**Try it:** Copies of all lines that contain "shirt" are needed; take them from the data below.

**Extracted data:**

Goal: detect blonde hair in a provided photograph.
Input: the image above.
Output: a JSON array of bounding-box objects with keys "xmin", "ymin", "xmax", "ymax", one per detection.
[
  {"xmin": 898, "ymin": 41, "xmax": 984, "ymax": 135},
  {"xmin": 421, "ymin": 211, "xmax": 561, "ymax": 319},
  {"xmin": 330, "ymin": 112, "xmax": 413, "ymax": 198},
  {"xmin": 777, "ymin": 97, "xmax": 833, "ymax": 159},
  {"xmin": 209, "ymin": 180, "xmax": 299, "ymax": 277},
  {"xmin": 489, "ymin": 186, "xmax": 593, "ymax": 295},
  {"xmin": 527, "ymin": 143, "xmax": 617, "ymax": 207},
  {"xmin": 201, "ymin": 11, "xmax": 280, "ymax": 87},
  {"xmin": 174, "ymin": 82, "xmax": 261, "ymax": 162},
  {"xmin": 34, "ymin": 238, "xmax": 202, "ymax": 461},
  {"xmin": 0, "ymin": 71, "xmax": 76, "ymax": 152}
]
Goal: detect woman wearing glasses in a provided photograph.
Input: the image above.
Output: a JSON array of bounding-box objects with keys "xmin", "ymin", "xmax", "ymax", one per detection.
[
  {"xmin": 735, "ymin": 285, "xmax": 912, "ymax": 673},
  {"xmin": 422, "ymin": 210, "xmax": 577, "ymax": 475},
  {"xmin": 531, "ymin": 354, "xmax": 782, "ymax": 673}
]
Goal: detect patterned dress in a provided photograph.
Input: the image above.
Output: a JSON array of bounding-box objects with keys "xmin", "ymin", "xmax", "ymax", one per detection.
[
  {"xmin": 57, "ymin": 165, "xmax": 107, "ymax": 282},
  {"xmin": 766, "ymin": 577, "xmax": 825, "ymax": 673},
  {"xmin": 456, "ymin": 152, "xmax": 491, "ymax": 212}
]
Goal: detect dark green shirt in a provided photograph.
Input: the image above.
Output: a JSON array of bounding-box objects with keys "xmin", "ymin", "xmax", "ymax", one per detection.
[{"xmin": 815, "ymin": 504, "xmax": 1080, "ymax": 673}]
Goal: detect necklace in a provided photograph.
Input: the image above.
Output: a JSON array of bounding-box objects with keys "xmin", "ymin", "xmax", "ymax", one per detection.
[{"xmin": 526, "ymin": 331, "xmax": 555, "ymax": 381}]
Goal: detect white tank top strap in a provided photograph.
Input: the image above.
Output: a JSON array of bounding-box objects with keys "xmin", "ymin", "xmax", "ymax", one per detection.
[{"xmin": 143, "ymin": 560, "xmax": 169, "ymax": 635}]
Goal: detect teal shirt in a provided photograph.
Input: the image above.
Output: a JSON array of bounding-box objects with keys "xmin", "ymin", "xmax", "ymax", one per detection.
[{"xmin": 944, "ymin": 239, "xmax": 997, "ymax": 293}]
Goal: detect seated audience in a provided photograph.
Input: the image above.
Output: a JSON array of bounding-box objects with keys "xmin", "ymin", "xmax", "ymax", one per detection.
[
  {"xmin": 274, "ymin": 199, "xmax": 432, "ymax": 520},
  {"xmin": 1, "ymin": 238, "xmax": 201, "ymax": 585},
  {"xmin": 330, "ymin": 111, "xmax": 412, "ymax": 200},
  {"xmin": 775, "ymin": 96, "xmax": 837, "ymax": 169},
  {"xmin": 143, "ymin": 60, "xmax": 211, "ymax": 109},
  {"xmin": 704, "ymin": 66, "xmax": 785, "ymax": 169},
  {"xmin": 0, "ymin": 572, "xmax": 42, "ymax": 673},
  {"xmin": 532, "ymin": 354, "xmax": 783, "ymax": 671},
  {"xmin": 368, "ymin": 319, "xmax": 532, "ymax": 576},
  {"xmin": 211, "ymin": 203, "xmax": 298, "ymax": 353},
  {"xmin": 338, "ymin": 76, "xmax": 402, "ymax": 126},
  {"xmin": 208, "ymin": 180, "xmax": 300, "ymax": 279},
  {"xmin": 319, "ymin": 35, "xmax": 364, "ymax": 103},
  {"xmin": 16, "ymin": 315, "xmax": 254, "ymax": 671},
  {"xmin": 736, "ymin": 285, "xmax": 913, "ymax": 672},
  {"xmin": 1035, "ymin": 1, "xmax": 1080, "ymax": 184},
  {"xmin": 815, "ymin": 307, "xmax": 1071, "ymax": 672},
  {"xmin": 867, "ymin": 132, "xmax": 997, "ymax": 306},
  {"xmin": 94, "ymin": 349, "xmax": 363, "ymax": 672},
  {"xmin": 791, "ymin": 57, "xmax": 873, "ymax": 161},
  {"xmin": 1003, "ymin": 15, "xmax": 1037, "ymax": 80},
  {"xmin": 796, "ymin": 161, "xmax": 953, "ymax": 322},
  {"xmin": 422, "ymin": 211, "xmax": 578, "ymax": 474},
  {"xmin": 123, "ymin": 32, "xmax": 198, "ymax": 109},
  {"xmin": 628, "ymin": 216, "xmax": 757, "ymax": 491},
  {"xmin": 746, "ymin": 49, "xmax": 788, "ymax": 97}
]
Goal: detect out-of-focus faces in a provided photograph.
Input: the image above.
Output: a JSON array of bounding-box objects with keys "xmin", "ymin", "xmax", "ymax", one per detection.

**Output for this task:**
Goal: detect dark green shirt in a provided photograph.
Goal: detect teal shirt in a provided photograph.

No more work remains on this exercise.